◆ **WHAT THE TASK REQUIRES**
Return each line of the items below that contains the word "windshield", treating uppercase and lowercase as different.

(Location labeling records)

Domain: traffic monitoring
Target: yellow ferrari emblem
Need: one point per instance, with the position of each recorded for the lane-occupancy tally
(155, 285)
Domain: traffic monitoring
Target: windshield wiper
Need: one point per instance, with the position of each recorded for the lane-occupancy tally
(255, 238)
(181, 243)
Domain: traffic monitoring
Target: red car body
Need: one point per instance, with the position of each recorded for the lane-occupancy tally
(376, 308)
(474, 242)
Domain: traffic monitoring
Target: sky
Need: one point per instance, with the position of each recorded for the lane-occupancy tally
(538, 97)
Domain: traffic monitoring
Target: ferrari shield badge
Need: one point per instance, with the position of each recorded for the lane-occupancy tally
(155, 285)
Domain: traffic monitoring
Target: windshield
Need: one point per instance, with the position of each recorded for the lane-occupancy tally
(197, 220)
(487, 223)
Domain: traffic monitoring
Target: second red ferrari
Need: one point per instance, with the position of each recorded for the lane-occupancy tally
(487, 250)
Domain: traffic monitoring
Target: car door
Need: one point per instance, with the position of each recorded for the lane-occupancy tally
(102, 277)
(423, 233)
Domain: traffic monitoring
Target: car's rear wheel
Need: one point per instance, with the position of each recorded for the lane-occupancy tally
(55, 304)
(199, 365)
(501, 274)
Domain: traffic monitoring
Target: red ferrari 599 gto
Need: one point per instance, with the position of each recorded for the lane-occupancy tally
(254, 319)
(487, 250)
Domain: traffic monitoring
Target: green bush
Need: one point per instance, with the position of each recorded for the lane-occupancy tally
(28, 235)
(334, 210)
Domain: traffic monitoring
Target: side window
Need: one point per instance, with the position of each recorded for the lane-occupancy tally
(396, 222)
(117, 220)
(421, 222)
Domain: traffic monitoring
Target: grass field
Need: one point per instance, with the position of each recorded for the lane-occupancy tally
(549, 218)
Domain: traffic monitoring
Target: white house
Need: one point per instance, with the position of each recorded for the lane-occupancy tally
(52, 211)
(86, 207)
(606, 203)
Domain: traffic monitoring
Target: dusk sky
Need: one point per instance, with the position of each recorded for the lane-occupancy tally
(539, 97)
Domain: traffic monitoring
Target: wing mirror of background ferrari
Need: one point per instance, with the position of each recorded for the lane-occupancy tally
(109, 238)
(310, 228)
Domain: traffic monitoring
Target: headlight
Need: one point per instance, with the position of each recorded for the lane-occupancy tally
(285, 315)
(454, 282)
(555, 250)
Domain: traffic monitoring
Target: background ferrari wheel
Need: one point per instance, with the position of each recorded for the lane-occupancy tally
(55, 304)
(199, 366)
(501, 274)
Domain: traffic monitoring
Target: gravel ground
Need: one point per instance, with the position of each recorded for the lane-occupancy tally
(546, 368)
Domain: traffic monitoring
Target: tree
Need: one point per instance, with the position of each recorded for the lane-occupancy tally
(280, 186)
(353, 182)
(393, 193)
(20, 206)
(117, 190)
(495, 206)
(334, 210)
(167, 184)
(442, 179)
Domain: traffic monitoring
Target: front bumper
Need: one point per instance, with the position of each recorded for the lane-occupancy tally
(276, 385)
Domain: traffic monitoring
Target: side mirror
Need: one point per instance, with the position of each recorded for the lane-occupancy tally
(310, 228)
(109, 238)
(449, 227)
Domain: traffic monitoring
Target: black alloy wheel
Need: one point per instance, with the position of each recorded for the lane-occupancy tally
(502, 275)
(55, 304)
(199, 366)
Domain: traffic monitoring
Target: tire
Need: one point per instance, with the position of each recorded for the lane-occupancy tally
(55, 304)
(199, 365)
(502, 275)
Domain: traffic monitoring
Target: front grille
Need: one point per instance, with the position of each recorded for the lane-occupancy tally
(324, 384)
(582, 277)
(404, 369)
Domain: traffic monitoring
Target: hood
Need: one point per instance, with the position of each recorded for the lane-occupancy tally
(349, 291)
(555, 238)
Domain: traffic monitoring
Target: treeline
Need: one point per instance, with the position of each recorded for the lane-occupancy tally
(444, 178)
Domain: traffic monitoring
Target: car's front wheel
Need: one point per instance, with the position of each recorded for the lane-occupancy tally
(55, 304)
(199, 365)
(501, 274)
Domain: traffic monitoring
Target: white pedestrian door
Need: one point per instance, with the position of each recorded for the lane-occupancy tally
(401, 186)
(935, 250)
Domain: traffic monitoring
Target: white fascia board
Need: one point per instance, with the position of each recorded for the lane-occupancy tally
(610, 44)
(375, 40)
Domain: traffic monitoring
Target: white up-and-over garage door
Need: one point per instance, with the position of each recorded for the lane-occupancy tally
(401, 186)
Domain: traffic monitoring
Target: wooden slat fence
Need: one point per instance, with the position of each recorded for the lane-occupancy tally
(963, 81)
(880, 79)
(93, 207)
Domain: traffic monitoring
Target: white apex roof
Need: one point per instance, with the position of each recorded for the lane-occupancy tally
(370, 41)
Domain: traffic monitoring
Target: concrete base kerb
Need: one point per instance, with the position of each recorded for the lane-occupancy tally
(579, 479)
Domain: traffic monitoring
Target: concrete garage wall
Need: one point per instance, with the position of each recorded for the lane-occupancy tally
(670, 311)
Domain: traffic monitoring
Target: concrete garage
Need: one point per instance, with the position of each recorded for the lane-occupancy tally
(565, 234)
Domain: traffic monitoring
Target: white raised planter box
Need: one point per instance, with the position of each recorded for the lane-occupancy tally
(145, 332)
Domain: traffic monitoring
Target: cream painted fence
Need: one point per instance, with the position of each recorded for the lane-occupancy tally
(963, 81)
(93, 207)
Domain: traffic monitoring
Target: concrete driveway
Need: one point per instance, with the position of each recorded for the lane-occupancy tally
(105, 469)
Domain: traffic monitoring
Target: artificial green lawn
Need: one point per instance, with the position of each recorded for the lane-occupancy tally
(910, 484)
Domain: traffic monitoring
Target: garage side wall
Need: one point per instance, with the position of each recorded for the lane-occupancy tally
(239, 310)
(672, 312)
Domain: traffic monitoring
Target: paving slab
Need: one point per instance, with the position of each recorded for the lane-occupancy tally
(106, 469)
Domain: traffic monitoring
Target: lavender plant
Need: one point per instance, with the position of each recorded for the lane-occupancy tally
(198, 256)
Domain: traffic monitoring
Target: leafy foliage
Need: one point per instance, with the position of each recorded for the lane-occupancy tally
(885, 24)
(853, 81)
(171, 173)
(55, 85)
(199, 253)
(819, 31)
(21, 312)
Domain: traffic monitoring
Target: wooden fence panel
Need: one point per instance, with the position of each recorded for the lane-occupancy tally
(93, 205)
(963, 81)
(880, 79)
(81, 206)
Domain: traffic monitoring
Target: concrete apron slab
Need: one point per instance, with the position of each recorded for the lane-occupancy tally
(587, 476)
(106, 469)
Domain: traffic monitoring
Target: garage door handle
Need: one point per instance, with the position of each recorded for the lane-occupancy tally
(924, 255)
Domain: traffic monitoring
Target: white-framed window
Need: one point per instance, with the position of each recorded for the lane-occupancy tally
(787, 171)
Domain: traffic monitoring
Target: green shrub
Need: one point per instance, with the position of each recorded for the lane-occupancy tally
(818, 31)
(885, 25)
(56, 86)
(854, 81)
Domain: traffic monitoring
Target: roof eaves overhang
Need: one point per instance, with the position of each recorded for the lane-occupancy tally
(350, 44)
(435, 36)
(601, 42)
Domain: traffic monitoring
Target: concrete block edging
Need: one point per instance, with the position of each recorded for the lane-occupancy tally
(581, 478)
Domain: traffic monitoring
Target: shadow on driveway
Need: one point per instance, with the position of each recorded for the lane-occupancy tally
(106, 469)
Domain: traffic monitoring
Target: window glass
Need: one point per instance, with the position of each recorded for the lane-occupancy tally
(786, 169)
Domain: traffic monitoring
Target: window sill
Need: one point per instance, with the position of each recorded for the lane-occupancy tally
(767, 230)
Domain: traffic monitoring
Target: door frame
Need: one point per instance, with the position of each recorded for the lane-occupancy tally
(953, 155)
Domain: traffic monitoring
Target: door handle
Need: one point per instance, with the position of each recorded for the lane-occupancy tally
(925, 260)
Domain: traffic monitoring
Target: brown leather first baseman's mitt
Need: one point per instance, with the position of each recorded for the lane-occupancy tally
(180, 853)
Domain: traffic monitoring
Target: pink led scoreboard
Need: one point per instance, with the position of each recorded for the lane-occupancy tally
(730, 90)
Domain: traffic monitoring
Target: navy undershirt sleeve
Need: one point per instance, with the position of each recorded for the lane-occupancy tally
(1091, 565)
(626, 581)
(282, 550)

◆ **RESPONSE BELOW**
Target: windshield wiper
Target: windshield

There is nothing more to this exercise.